(Point annotation dataset records)
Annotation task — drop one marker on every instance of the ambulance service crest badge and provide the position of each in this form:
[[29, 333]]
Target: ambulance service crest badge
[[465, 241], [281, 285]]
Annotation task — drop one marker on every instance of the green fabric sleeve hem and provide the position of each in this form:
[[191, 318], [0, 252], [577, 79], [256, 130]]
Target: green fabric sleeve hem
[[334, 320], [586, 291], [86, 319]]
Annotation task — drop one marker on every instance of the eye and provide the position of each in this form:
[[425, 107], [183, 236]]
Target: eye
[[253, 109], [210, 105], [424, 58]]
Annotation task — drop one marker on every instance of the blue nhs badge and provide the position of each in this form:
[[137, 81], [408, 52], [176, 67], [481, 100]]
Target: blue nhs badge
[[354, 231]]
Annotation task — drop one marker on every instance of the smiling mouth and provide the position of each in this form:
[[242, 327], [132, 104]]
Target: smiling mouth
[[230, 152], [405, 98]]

> _Directions_
Repeat all of the lines above word for word.

> _Task solution_
Annotation task — drop one marker on every instance of the ambulance service crest badge and provide the position of each in this form:
[[29, 333]]
Target: ambulance service crest badge
[[465, 241], [281, 285]]
Annotation task — drop one marker on every instance of the green fabric sleeve hem and provide the position of each in this form:
[[191, 318], [0, 252], [577, 79], [256, 130]]
Target: green fabric sleeve hem
[[334, 320], [586, 291], [86, 319]]
Annotation task — drop one marker on every instance of the eye and provide the position of each in this form:
[[425, 107], [183, 236]]
Target: eye
[[253, 109], [210, 105], [424, 58]]
Annotation task — drop one marker on every instance of the blue nhs badge and provide the position of each in this form:
[[137, 81], [408, 52], [176, 67], [481, 100]]
Target: blue nhs badge
[[354, 231]]
Annotation task — drop one marker on every instance of the smiling mouth and provide the position of each in this form:
[[242, 327], [132, 104]]
Target: smiling mouth
[[230, 152], [405, 98]]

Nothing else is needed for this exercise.